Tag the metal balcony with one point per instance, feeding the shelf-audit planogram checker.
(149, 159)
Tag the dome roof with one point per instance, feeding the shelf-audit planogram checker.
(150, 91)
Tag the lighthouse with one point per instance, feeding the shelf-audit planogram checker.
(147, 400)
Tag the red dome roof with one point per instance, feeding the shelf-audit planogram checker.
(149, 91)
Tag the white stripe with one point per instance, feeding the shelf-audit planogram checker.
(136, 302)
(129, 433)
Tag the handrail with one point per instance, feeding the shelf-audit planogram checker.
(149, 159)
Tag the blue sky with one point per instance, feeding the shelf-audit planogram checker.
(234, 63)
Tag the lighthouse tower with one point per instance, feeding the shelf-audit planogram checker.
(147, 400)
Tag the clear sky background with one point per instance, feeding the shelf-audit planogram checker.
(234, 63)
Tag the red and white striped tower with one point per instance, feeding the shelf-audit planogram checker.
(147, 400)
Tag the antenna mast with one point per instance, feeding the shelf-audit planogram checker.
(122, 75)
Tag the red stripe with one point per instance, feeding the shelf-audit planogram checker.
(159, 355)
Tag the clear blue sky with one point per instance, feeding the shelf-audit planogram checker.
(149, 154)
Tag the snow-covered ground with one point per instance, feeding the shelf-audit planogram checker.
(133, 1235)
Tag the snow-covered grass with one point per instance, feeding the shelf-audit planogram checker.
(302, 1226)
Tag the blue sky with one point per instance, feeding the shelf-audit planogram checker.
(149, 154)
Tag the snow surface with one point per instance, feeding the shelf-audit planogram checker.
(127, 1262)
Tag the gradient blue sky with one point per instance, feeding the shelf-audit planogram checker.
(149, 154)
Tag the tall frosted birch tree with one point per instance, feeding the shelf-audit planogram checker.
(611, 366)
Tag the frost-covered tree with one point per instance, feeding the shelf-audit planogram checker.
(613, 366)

-=-=-

» STATED EXERCISE: Reproduce all of the data above verbatim, line for line, without any alteration.

» FULL ANSWER:
Tag the metal balcony with one point per instance, feeding the shelf-audit planogram checker.
(149, 159)
Tag the dome roof with one point per instance, feeding the shelf-audit planogram checker.
(150, 91)
Tag the lighthouse with one point per instance, feeding the shelf-audit planogram checker.
(147, 400)
Tag the red dome roof with one point per instance, feeding the shelf-audit planogram checker.
(149, 91)
Tag the white stripe with one point per instance, feeding the shelf-audit planogram checker.
(136, 302)
(129, 433)
Tag the handrail with one point per instance, feeding the shelf-audit planogram checker.
(149, 159)
Tag the blue sky with one point per instance, feeding the shelf-audit planogram checker.
(234, 63)
Tag the lighthouse tower with one point per instance, feeding the shelf-audit planogram checker.
(147, 400)
Tag the clear sky background with one point per instance, feeding the shelf-audit planogram checker.
(234, 63)
Tag the red and white striped tower with one point per instance, feeding the shelf-audit planogram checker.
(147, 400)
Tag the antenna mast with one point per instance, feeding the shelf-audit planogram checker.
(122, 75)
Tag the red stripe with one point per instance, feeding the shelf-audit planogram checker.
(159, 355)
Tag the clear blue sky with one point per instance, feeding the shelf-audit planogram checker.
(149, 154)
Tag the snow-covered ground with one point per instance, feeding the shelf-audit planogram checker.
(133, 1235)
Tag the snow-covered grass with one point per instance, feeding the shelf-audit planogram checker.
(302, 1226)
Tag the blue sky with one point per instance, feeding the shelf-audit planogram checker.
(149, 154)
Tag the snow surface with one point per instance, feeding the shelf-audit planogram checker.
(127, 1262)
Tag the gradient blue sky with one point per instance, feeding the shelf-audit planogram checker.
(149, 154)
Tag the tall frosted birch tree with one point per instance, feeding the shelf-audit planogram checker.
(611, 366)
Tag the frost-covered tree with one point per instance, feeding the shelf-audit planogram checker.
(613, 366)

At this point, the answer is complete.